• **PROBLEM DESCRIPTION**:
Rescale the data between the line containing "Tag any visible distant hill." and the line containing "[8,0,437,173]", inclusive, by writing out every line in that span again. Keep each line that begins with "Tag" unchanged, and multiply every bounding box coordinate by 1.1, rounding to the nearest whole number with halves rounded up.

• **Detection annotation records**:
Begin

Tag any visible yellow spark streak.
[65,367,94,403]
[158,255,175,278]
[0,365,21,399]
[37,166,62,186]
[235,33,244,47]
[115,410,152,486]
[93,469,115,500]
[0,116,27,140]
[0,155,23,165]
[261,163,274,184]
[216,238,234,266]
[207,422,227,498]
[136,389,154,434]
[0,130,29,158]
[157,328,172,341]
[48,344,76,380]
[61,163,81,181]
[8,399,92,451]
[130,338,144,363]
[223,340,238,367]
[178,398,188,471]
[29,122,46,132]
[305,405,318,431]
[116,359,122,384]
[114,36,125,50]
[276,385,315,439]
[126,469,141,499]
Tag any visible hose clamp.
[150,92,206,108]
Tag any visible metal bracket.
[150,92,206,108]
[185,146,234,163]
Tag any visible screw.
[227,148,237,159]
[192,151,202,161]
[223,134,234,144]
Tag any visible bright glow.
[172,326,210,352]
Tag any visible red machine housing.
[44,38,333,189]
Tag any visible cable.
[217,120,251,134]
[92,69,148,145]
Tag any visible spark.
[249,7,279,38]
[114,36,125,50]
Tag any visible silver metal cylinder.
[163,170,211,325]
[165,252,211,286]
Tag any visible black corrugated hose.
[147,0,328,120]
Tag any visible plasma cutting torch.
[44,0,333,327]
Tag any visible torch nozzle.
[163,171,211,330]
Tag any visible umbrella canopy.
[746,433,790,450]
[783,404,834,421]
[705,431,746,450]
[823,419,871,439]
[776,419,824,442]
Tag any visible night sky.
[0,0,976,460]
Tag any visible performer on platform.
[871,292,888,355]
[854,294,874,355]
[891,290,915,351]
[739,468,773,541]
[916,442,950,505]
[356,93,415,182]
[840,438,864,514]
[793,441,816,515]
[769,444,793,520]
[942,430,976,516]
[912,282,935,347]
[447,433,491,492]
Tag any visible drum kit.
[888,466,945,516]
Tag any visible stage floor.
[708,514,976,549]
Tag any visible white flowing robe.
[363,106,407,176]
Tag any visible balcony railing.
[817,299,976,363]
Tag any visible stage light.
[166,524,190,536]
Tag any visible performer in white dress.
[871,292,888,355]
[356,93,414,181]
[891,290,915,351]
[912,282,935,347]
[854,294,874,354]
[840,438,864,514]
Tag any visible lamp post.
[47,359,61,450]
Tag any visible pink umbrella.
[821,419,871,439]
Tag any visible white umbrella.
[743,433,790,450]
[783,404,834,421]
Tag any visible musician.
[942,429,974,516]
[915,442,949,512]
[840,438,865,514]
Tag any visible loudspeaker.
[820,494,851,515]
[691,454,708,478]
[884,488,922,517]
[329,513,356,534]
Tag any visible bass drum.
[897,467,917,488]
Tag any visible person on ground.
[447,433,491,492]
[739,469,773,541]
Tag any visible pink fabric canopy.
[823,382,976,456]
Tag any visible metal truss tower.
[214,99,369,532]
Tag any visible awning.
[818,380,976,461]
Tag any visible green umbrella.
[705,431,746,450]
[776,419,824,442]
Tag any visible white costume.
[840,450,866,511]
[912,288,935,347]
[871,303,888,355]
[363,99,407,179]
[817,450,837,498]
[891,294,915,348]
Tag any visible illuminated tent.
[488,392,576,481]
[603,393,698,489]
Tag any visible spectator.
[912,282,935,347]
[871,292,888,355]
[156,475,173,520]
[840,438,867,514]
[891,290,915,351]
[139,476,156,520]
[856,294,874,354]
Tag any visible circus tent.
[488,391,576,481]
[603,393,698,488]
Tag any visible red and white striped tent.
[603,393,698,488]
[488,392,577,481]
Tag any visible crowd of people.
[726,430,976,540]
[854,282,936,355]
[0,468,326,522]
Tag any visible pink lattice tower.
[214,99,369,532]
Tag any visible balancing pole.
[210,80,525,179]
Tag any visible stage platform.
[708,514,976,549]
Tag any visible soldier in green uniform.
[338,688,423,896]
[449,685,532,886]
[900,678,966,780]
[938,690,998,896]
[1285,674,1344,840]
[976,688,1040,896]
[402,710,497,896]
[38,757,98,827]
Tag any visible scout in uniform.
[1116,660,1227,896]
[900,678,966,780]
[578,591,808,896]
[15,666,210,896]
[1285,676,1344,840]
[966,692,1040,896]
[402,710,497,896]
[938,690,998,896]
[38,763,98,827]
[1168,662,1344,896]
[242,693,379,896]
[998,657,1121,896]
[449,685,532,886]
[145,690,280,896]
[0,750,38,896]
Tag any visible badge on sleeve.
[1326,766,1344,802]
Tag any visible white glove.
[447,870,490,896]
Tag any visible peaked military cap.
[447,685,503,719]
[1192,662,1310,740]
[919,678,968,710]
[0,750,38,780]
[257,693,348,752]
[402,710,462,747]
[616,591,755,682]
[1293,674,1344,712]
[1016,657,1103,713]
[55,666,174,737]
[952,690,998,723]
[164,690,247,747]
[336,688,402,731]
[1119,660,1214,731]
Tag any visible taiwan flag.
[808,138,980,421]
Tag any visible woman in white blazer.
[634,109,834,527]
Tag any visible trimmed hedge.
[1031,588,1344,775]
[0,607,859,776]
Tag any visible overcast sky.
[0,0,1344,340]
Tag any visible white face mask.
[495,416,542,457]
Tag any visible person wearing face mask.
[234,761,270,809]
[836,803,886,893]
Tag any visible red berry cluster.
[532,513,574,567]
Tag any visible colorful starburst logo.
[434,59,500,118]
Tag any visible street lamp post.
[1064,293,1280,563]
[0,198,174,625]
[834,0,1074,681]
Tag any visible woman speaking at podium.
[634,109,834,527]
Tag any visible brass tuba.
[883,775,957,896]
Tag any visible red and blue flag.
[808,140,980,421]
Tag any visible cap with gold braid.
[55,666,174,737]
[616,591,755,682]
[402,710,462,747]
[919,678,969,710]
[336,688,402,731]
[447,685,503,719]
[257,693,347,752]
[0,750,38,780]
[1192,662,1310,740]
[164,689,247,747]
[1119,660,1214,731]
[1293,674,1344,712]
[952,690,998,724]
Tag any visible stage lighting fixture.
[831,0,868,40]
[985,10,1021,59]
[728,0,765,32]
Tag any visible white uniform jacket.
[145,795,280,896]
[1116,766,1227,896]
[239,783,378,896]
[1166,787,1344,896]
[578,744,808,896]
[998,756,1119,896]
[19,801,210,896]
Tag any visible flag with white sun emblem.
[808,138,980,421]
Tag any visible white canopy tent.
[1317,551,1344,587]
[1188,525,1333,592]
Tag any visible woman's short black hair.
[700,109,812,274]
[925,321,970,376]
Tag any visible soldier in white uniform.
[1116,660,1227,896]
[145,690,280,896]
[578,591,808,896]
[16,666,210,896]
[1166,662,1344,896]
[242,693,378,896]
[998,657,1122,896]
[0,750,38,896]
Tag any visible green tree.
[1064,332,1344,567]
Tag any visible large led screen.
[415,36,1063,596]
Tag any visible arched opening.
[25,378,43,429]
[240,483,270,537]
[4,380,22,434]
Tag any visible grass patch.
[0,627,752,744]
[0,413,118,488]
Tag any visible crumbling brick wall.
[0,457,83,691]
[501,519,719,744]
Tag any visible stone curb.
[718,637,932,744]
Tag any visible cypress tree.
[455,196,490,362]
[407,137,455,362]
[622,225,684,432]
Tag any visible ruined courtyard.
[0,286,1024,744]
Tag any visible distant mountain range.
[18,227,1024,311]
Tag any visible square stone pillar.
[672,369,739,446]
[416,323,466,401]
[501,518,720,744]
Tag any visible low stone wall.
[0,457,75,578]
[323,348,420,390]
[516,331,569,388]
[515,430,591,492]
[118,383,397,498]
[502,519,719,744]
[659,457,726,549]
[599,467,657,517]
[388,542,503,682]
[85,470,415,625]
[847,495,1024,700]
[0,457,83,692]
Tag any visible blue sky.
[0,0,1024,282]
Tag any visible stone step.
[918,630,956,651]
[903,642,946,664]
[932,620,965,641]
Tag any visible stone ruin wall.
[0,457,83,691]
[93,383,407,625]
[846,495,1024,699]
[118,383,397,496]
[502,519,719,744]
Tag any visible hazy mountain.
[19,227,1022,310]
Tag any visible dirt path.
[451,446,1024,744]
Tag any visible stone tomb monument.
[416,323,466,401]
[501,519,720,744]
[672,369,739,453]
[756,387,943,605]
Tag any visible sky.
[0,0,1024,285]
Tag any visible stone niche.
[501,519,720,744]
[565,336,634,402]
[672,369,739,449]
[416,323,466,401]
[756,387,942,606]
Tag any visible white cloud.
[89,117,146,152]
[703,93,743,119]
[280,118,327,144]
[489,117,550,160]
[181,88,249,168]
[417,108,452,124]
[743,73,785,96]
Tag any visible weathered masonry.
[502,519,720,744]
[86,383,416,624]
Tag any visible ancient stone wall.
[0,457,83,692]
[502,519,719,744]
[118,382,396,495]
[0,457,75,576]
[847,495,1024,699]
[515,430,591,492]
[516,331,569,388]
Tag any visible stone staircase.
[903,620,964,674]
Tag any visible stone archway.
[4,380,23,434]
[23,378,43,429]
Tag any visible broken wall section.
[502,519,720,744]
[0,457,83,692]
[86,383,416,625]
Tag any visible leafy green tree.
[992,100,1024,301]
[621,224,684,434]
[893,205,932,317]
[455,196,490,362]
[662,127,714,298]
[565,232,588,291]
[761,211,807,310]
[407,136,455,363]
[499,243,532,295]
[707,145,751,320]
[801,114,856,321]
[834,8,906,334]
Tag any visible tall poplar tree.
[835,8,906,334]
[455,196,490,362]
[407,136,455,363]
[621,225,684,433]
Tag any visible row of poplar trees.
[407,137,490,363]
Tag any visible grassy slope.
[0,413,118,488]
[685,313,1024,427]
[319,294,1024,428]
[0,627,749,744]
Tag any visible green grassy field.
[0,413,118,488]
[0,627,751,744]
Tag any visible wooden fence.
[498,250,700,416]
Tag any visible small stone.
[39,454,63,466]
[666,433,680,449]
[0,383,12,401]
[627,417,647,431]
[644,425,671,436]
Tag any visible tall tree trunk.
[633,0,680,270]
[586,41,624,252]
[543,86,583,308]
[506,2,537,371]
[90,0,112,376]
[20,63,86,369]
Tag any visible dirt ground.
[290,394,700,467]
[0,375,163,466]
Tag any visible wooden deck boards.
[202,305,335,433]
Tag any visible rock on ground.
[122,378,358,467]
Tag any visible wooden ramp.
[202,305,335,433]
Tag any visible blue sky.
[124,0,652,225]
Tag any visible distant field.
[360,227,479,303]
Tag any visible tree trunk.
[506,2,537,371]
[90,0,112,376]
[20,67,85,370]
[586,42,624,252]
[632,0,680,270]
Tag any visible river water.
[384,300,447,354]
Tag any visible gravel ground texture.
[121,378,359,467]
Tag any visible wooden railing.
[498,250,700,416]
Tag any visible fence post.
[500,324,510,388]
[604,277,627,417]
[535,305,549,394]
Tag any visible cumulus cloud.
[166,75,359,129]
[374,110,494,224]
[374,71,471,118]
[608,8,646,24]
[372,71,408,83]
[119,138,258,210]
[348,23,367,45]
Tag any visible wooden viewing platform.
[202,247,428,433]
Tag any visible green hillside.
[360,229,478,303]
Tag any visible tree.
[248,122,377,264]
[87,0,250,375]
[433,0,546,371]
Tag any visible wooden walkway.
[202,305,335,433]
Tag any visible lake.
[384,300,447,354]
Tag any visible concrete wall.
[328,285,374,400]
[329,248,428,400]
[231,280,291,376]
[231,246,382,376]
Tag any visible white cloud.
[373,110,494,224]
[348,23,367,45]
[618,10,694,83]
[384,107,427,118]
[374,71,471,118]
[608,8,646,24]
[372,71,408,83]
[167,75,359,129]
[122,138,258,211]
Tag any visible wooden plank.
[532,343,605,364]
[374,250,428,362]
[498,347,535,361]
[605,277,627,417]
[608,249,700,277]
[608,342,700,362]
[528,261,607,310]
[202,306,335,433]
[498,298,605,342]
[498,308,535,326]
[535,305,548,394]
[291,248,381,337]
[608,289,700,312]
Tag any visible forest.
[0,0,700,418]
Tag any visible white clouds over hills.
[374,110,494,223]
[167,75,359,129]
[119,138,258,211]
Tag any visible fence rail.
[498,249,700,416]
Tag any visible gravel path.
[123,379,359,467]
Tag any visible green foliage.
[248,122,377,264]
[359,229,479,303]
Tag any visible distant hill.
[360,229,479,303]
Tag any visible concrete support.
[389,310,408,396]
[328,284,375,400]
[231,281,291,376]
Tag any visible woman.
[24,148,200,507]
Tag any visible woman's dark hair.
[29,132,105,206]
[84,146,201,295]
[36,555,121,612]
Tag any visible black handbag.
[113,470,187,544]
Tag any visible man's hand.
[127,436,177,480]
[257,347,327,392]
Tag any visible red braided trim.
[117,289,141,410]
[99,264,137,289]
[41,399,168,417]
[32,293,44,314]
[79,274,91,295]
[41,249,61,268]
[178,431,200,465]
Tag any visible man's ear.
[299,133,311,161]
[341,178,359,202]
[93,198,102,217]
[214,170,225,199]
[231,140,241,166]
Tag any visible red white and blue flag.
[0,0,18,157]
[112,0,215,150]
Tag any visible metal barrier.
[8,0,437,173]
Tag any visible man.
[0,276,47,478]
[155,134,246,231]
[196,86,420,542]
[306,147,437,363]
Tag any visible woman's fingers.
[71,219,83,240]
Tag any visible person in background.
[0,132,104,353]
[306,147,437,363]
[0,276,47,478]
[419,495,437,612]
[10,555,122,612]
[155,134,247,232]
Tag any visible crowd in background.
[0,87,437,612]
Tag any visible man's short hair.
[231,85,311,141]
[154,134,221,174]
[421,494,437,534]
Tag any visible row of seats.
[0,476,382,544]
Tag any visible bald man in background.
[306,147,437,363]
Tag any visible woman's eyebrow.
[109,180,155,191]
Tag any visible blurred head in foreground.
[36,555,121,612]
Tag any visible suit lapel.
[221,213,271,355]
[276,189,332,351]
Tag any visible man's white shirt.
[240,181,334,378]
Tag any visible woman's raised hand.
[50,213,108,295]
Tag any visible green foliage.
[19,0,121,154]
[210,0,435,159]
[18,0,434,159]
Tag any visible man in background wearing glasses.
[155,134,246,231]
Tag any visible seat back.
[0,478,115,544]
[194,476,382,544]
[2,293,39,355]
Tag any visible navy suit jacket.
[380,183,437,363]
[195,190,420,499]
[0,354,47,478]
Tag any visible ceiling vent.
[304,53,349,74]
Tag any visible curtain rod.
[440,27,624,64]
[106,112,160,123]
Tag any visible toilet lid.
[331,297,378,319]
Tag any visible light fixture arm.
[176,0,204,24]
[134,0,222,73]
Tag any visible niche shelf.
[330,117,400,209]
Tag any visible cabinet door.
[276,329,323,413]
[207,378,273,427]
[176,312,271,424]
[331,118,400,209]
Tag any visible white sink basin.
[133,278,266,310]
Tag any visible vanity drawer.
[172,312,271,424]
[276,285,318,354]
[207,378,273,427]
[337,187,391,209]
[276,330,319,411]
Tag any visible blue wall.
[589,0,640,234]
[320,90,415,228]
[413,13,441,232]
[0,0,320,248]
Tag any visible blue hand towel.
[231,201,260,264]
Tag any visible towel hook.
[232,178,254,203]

End

• **FINAL RESULT**:
Tag any visible distant hill.
[396,252,527,333]
Tag any visible concrete support.
[428,341,449,436]
[361,312,413,440]
[254,309,320,414]
Tag any visible woman.
[26,163,220,558]
Tag any visible woman's dark hair.
[32,145,116,227]
[92,161,221,325]
[40,611,133,673]
Tag any visible black handbag.
[124,517,206,598]
Tag any visible man's hand.
[140,480,195,528]
[283,382,360,431]
Tag any visible red braided trim.
[129,318,155,451]
[109,290,151,318]
[45,439,185,459]
[35,322,48,345]
[87,301,100,325]
[45,274,67,295]
[196,474,220,512]
Tag any visible man's ear.
[329,146,342,177]
[375,196,395,222]
[102,218,112,239]
[235,187,248,219]
[254,154,265,183]
Tag any visible red white and blue flag.
[0,0,20,173]
[123,0,237,165]
Tag any visible metal barrier.
[9,0,481,190]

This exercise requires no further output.